(MATERIALS PROVIDED Opens)

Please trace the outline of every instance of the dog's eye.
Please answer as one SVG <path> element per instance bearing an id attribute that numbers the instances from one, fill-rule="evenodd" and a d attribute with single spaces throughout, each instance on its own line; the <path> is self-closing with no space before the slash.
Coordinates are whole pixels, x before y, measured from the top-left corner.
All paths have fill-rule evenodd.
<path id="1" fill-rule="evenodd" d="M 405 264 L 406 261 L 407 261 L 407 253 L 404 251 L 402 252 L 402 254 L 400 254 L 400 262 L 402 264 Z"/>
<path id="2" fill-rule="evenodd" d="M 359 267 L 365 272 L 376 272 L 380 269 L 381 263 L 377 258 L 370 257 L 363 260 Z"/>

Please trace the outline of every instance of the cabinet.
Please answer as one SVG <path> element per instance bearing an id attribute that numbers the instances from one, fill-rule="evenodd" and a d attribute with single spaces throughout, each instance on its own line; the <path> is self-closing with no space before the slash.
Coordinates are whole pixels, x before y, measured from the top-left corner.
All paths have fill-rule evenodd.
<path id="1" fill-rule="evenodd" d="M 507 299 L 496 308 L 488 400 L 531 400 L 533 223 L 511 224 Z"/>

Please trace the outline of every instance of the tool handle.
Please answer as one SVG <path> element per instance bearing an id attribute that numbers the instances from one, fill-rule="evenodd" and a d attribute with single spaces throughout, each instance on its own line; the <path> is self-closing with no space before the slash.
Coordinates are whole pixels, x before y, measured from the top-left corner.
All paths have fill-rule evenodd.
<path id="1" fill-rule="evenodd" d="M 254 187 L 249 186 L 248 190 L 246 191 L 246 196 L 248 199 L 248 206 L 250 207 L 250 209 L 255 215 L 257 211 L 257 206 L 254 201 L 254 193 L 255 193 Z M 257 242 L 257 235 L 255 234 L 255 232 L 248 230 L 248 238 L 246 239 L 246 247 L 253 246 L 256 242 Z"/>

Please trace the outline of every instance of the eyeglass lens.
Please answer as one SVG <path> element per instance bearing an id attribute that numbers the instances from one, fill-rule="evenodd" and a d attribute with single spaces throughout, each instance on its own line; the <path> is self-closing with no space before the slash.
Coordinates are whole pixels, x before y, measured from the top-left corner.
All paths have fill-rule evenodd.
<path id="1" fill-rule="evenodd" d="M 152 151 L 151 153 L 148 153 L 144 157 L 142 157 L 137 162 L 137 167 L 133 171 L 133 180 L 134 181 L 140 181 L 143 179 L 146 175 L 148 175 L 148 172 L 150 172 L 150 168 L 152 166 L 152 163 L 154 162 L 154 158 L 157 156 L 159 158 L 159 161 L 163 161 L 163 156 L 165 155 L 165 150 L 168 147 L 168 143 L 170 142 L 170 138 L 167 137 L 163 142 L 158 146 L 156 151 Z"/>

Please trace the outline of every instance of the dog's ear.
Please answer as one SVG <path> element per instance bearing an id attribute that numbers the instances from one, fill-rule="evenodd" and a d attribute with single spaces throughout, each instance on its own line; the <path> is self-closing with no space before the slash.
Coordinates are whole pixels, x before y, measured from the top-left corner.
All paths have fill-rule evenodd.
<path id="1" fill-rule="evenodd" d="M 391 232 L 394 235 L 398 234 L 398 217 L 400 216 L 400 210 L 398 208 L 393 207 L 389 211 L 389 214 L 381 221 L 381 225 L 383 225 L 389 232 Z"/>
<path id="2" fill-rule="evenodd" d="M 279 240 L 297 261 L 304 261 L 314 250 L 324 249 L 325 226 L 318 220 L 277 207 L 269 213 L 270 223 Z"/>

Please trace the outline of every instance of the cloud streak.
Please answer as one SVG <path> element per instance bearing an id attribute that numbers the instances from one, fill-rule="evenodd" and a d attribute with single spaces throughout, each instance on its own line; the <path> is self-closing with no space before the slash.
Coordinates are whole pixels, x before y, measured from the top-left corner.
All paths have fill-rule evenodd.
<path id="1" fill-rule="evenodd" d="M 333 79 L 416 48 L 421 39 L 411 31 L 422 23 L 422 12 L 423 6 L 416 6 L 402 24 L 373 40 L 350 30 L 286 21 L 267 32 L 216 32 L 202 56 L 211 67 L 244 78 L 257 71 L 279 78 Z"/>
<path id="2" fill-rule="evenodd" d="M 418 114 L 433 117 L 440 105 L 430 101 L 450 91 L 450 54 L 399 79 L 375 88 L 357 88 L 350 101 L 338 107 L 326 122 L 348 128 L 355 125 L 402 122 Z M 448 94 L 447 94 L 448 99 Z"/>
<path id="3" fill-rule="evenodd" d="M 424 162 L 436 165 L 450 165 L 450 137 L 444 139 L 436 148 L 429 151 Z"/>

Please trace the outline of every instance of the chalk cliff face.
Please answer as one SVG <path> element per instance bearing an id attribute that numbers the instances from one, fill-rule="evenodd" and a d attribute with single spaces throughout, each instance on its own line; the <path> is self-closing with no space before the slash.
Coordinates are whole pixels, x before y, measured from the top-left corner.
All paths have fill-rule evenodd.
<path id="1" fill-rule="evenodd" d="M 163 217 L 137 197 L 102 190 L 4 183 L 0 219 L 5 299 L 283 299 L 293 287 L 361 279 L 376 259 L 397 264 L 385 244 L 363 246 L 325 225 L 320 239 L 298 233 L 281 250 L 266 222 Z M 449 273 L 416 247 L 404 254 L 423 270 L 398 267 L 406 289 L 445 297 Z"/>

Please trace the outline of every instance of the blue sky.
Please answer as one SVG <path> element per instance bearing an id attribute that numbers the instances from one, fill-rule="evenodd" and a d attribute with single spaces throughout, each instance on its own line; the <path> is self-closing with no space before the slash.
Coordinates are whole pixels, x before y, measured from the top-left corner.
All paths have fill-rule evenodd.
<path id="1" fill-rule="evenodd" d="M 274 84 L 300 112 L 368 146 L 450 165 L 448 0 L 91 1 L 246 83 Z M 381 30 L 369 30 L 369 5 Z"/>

(MATERIALS PROVIDED Closes)

Go through the records and set each one down again, unchanged.

Please trace the outline of every instance of the dog's eye.
Please answer as one SVG <path> element per instance bearing an id attribute that numbers the instances from one, fill-rule="evenodd" and a d attribute with single spaces throughout, each instance on its own line; the <path> is self-closing with no space before the slash.
Coordinates are whole pixels, x before y, measured from the top-left corner.
All paths have fill-rule evenodd.
<path id="1" fill-rule="evenodd" d="M 405 264 L 406 261 L 407 261 L 407 253 L 404 251 L 402 252 L 402 254 L 400 254 L 400 262 L 402 264 Z"/>
<path id="2" fill-rule="evenodd" d="M 359 267 L 365 272 L 376 272 L 380 269 L 381 263 L 377 258 L 370 257 L 363 260 Z"/>

Please trace the outline of every instance of the cabinet.
Please answer as one SVG <path> element per instance bearing an id attribute that numbers the instances from one, fill-rule="evenodd" and a d attribute with single spaces throughout, each instance on its own line; the <path> is self-closing with no space before the slash.
Coordinates are whole pixels, x before y, measured from the top-left corner.
All paths have fill-rule evenodd.
<path id="1" fill-rule="evenodd" d="M 507 299 L 496 308 L 488 400 L 531 400 L 533 223 L 511 224 Z"/>

Please trace the outline of every instance of the tool handle.
Please answer as one SVG <path> element per instance bearing an id attribute that numbers the instances from one, fill-rule="evenodd" and a d attribute with single spaces throughout, each instance on its own line; the <path> is self-closing with no space before the slash.
Coordinates are whole pixels, x before y, measured from the top-left corner.
All paths have fill-rule evenodd.
<path id="1" fill-rule="evenodd" d="M 254 187 L 249 186 L 248 190 L 246 191 L 246 196 L 248 199 L 248 206 L 250 207 L 250 209 L 255 215 L 257 211 L 257 206 L 254 201 L 254 193 L 255 193 Z M 257 242 L 257 235 L 255 234 L 255 232 L 248 230 L 248 238 L 246 239 L 246 247 L 253 246 L 256 242 Z"/>

Please trace the outline of every instance of the eyeglass lens.
Please answer as one SVG <path> element per instance bearing an id attribute that numbers the instances from one, fill-rule="evenodd" and a d attribute with single spaces throughout, each instance on its own line; the <path> is self-closing with no space before the slash.
Coordinates are whole pixels, x before y, measured from the top-left corner.
All paths have fill-rule evenodd.
<path id="1" fill-rule="evenodd" d="M 152 151 L 151 153 L 148 153 L 144 157 L 142 157 L 137 162 L 137 167 L 133 171 L 133 180 L 134 181 L 140 181 L 143 179 L 146 175 L 148 175 L 148 172 L 150 172 L 150 168 L 152 166 L 152 163 L 154 162 L 154 158 L 157 156 L 159 158 L 159 161 L 163 161 L 163 156 L 165 155 L 165 150 L 168 147 L 168 143 L 170 142 L 170 138 L 167 137 L 163 142 L 158 146 L 156 151 Z"/>

Please trace the outline of every instance of the dog's ear.
Please answer as one SVG <path> element per instance bearing an id attribute that numbers the instances from one, fill-rule="evenodd" and a d attribute with single spaces throughout, each instance on its own line; the <path> is self-closing with no space before the slash.
Coordinates are whole pixels, x before y, measured from the top-left corner.
All paths have fill-rule evenodd.
<path id="1" fill-rule="evenodd" d="M 391 232 L 394 235 L 398 234 L 398 217 L 400 216 L 400 210 L 398 208 L 393 207 L 389 211 L 389 214 L 381 221 L 381 225 L 383 225 L 389 232 Z"/>
<path id="2" fill-rule="evenodd" d="M 279 240 L 297 261 L 304 261 L 314 250 L 324 249 L 325 226 L 318 220 L 277 207 L 269 213 L 270 223 Z"/>

Please trace the outline of every instance of the cloud streak.
Please answer as one SVG <path> element per instance bearing an id attribute that numbers the instances from one, fill-rule="evenodd" and a d attribute with single spaces throughout, each instance on its own line; the <path> is self-closing with no space before the slash.
Coordinates are whole pixels, x before y, measured from the top-left corner.
All paths have fill-rule evenodd.
<path id="1" fill-rule="evenodd" d="M 333 79 L 416 48 L 421 39 L 411 31 L 422 23 L 422 12 L 423 6 L 416 6 L 402 24 L 373 40 L 350 30 L 286 21 L 267 32 L 216 32 L 202 56 L 211 67 L 244 78 L 257 71 L 279 78 Z"/>
<path id="2" fill-rule="evenodd" d="M 418 114 L 433 117 L 440 105 L 430 101 L 450 91 L 450 54 L 399 79 L 375 88 L 357 88 L 350 101 L 338 107 L 326 122 L 348 128 L 355 125 L 402 122 Z M 448 94 L 447 94 L 448 99 Z"/>
<path id="3" fill-rule="evenodd" d="M 424 162 L 436 165 L 450 165 L 450 137 L 444 139 L 436 148 L 429 151 Z"/>

Please trace the outline of every instance of the chalk cliff face.
Please answer as one SVG <path> element per instance bearing an id attribute that numbers the instances from one, fill-rule="evenodd" and a d attribute with single spaces throughout, each instance on its own line; the <path> is self-closing with no space before the slash.
Coordinates are whole pixels, x before y, measured from the top-left corner.
All paths have fill-rule evenodd.
<path id="1" fill-rule="evenodd" d="M 163 217 L 137 197 L 102 190 L 4 183 L 0 219 L 5 299 L 283 299 L 293 287 L 361 279 L 376 259 L 397 264 L 385 244 L 363 246 L 325 225 L 320 239 L 298 233 L 281 250 L 266 222 Z M 449 273 L 416 247 L 404 254 L 423 270 L 398 267 L 406 289 L 445 297 Z"/>

Please trace the outline of every instance of the blue sky.
Please answer as one SVG <path> element per instance bearing an id attribute that numbers the instances from one, fill-rule="evenodd" and a d attribute with single spaces throughout, each instance on its own line; the <path> is self-closing with no space before the slash.
Coordinates are whole pixels, x before y, measured from the top-left corner.
All paths have fill-rule evenodd.
<path id="1" fill-rule="evenodd" d="M 274 84 L 300 112 L 368 146 L 450 165 L 448 0 L 91 1 L 246 83 Z M 381 30 L 369 30 L 369 5 Z"/>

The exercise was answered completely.